[Data section]
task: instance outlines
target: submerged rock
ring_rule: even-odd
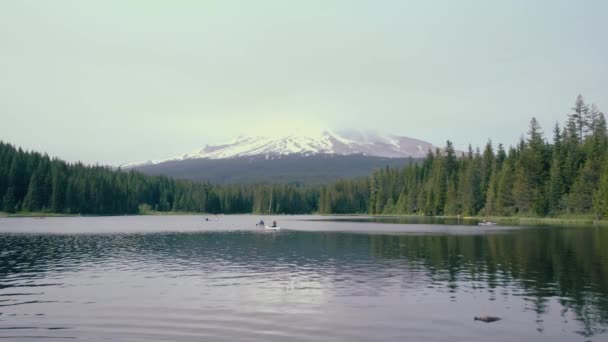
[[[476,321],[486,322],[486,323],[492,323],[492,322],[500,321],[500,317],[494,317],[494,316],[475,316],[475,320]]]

--

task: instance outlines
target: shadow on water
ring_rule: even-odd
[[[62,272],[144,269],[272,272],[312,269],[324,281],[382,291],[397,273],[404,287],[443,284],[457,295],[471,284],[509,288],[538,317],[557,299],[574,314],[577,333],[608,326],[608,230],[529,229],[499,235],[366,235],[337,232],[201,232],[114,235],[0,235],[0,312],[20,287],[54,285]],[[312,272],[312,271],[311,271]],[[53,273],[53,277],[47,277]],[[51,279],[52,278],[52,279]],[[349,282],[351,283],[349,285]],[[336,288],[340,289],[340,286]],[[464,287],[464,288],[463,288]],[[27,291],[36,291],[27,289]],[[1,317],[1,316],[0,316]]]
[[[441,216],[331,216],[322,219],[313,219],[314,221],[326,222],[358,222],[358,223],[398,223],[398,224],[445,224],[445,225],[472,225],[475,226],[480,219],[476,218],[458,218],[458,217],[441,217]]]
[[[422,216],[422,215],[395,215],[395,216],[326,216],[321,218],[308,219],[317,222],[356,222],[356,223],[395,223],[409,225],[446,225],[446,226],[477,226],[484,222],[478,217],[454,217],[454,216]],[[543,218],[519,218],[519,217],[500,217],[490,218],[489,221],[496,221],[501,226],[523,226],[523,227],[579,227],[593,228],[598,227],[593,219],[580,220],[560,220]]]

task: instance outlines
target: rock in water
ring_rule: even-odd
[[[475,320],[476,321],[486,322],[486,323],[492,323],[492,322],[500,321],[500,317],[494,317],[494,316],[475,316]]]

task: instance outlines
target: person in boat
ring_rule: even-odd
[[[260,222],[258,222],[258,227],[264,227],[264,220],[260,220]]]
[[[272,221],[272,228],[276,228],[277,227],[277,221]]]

* * *

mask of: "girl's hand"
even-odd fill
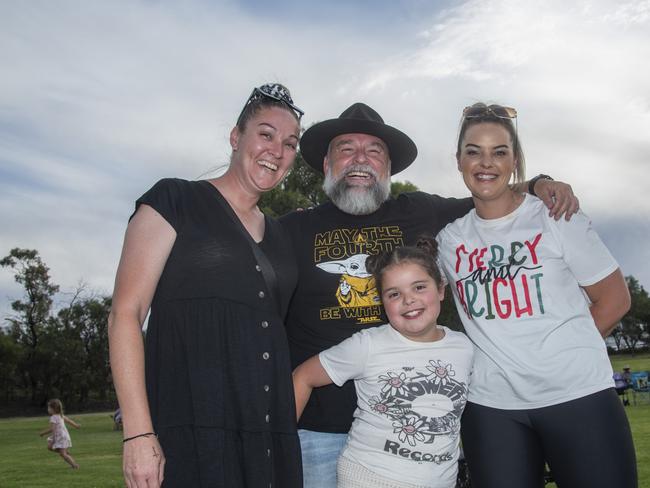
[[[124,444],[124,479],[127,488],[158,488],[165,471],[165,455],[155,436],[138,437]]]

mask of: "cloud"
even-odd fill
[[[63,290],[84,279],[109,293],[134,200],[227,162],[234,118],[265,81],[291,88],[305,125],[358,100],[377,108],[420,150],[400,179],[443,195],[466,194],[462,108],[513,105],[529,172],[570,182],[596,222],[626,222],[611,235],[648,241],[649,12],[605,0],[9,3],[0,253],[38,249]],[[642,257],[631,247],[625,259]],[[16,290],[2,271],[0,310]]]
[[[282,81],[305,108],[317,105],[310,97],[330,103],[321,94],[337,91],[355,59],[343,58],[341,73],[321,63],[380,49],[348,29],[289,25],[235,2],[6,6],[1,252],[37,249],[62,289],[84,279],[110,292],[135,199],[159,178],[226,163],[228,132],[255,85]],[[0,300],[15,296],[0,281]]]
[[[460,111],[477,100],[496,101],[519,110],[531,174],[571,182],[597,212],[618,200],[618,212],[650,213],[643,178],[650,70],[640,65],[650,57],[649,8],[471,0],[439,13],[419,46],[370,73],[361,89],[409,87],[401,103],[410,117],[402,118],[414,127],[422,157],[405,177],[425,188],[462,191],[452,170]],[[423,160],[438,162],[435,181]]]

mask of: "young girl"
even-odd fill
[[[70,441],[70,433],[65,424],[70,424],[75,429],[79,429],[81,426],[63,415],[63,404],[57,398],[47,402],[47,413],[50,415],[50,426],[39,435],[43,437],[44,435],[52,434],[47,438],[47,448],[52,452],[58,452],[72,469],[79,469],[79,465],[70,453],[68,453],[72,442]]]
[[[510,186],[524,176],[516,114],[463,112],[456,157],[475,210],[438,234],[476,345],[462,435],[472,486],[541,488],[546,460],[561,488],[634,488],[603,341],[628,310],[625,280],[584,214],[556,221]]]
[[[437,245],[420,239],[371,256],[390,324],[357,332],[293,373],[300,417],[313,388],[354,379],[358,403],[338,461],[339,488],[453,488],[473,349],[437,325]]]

[Activity] Work out how many lines in the data above hold the word "water". Reply with nothing but the count.

[Final answer] 2